# Текстовый фрагмент
****
Можно сколько угодно этим возмущаться, но для рядового читателя, даже вполне доброжелательного, в соавторстве видится нечто легкомысленное, даже эстрадное: Нечаев и Бунчиков, Миров и Новицкий, Штепсель и Тарапунька и т. д. – вплоть до Новых русских бабок, чьи фамилии запоминать вообще не обязательно. И как возвеличить одного из соавторов, не поднимая другого? И как прославлять обоих, если не известно, кто в этой упряжке коренник, а кто пристегнут сбоку? Вот и получилось, что фантастическую популярность, по праву причитающуюся авторам, унес в дырявых карманах везучий герой, предоставив Ильфу и Петрову на досуге выяснять, кто из них по отдельности чего стоит.
Как я уже упомянул, историю Великого комбинатора бранили с двух сторон: сперва за клевету на советскую власть, потом за примиренчество с советской властью. Думаю, в обоих случаях критики были не правы. Ильф и Петров не были ни антисоветчиками, ни «советчиками» – они были просто очень талантливыми, очень наблюдательными, очень остроумными людьми.
В годы, когда писалась дилогия о Бендере, «великая иллюзия», как называют нынче на Западе коммунистическую идею, владела миллионами умов – в том числе, умами выдающихся деятелей культуры. То, что нам абсолютно понятно сегодня, тогда выглядело не только сомнительно, но и вообще недостоверно. В смутные времена – а то время было предельно смутным! – истинную суть явлений разглядеть почти невозможно. Да, Бунин и Горький в своей публицистике правдиво и жестко описали начало российской трагедии, не пощадив большевистскую верхушку. Но ведь тот же Горький впоследствии вернулся в Советский Союз. И не только он – Алексей Толстой, Куприн, Цветаева. Маяковский, Есенин, Бабель, Пастернак, Эренбург, Кольцов выезжали за рубеж и возвращались, порой навстречу собственной гибели. Почему? Не видели, что творится в стране? Видели, конечно. Но вера в идею была сильнее сомнений. Так стоит ли удивляться, что Ильф и Петров, двое молодых людей, воспринимали коммунистическую теорию как фундаментальную истину, а весь идиотизм окружающей реальности – как нелепые преграды на правильном пути?
К тому же думающим людям в ту пору было, с чем сравнивать жизнь в Советском Союзе. Это теперь по закону маятника «красных» модно рисовать изуверами, а «белых» героями и мучениками. Но любая война, гражданская тем более, не для ангелов, зверствовали по обе стороны разлома. Династия Романовых вызывала в те годы презрение и ненависть не только у большевиков – буквально вся страна требовала казни «Николая Кровавого» еще у Временного правительства. К чему привела страну монархия, видели все, а вот чем кончится большевистское владычество, было далеко не ясно. Идеи свободы, равенства и братства кружили головы не одним студентам да гимназистам – даже самые умные люди России надеялись, что мудрое учение Маркса выведет страну из многовековой провинциальности.
****
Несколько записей

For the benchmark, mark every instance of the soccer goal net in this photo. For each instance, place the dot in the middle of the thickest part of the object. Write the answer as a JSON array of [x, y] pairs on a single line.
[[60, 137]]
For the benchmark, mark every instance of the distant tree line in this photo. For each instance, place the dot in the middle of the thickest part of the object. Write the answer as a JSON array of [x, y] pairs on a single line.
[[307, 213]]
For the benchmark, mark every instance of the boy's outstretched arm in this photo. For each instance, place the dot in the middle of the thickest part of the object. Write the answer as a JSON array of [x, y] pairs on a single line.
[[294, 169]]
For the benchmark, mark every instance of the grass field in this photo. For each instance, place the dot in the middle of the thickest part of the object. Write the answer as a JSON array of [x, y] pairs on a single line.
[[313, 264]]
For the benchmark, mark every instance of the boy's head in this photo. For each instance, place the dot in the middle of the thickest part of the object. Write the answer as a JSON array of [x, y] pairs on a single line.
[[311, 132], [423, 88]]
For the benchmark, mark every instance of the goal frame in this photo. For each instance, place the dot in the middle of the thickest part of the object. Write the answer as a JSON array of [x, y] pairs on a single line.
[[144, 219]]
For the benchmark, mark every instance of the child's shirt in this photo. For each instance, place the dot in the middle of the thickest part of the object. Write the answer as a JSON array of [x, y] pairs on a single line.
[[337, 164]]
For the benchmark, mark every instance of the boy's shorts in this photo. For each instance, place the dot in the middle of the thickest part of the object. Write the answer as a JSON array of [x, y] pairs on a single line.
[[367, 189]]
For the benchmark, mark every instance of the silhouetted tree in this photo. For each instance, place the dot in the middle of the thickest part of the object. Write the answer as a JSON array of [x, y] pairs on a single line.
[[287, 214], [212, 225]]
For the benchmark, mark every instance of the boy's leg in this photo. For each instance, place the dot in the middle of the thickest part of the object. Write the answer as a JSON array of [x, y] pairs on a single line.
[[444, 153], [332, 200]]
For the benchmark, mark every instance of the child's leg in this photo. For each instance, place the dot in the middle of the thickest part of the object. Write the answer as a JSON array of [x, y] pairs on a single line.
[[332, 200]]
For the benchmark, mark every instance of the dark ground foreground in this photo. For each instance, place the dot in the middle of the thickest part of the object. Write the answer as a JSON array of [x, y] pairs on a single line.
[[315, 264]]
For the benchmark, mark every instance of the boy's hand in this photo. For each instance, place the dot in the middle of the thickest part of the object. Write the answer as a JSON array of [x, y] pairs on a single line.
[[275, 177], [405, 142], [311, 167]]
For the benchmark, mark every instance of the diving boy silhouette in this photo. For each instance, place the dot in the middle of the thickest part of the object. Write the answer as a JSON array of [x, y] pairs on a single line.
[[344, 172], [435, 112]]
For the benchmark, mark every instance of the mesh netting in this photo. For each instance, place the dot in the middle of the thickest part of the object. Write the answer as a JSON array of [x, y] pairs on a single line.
****
# Задачи для решения
1) Ответьте на вопросы по тексту об Ильфе и Петрове:
(a) За что, по словам автора, бранили историю Великого комбинатора сначала и за что потом?
(b) Кто, кроме Горького, назван в тексте среди вернувшихся в Советский Союз?
(c) У кого, согласно тексту, вся страна требовала казни «Николая Кровавого»?
2) Приведите дословно отрывок текста об Ильфе и Петрове от слов «Как я уже упомянул, историю» до слов «очень остроумными людьми.».
3) Продолжите текст об Ильфе и Петрове, начав сразу после его последнего предложения.

# Ответы по заданиям
1)
(a) Сначала за клевету на советскую власть, потом за примиренчество с советской властью.
(b) Алексей Толстой, Куприн, Цветаева.
(c) У Временного правительства.

2)
Как я уже упомянул, историю Великого комбинатора бранили с двух сторон: сперва за клевету на советскую власть, потом за примиренчество с советской властью. Думаю, в обоих случаях критики были не правы. Ильф и Петров не были ни антисоветчиками, ни «советчиками» – они были просто очень талантливыми, очень наблюдательными, очень остроумными людьми.

3)
Словом, зачислять Ильфа и Петрова в разряд как диссидентов, так и апологетов нет оснований. Скорей всего, они были нормальными советскими людьми, чем—то вроде своих православных соотечественников, которые в Бога верят, но в церковь не ходят, Рождество и Пасху отмечают домашним застольем, а про попов с удовольствием рассказывают похабные анекдоты. Люди как люди. Большая политика не оставила в их творчестве никаких заметных следов.
А вот в большую литературу они вошли несомненно. Почему? Только ли уникальное остроумие, точное видение житейских типов и объемность образов вознесли их, говоря современным языком, на верхние строчки литературных хит—парадов?
Наверное, не только. Завидное долголетие плутовской дилогии обеспечило еще одно обстоятельство. Книги, писавшиеся как сатирические, во многом оказались пророческими.
Вот простой пример – сюжет «Золотого теленка». Остап Бендер ценой множества усилий, не важно, праведных или нет, заполучил, наконец, вожделенный миллион. И что же? А – ничего! Жизнь обаятельного авантюриста лучше не стала: оказалось, что деньги сами по себе ровно ничего не стоят. Бессмертная формула – «Пиво отпускается только членам профсоюза» – действовала по всей стране вплоть до ее развала, разве что разнообразное «пиво» распределяли не профсоюзы, а парткомы. Впоследствии этот принцип разрушил всю советскую финансовую систему и предопределил крах режима. Коммунистическая верхушка создала для себя и приближенных параллельную платежную схему – талончики, записочки, закрытые распределители, спецдома, спецдачи, спецполиклиники, спецсанатории, даже спецномера для спецмашин. Вне этой «спецжизни» деньги превратились просто в резаную бумагу – на них ничего нельзя было купить. Уже не подпольные миллионеры, а вполне легальные шахтеры, сталевары и хирурги при вполне приличных зарплатах жили практически в нищете. Не удивительно, что к началу восьмидесятых миллионы людей, разочаровавшись в «фантиках», фактически перестали работать, и на службу ходили лишь обменяться новыми анекдотами и выпить в компании. Корпорация «Рога и копыта» охватила к тому времени полстраны – все повторяли популярный анекдот: «Они делают вид, что нам платят, а мы делаем вид, что работаем».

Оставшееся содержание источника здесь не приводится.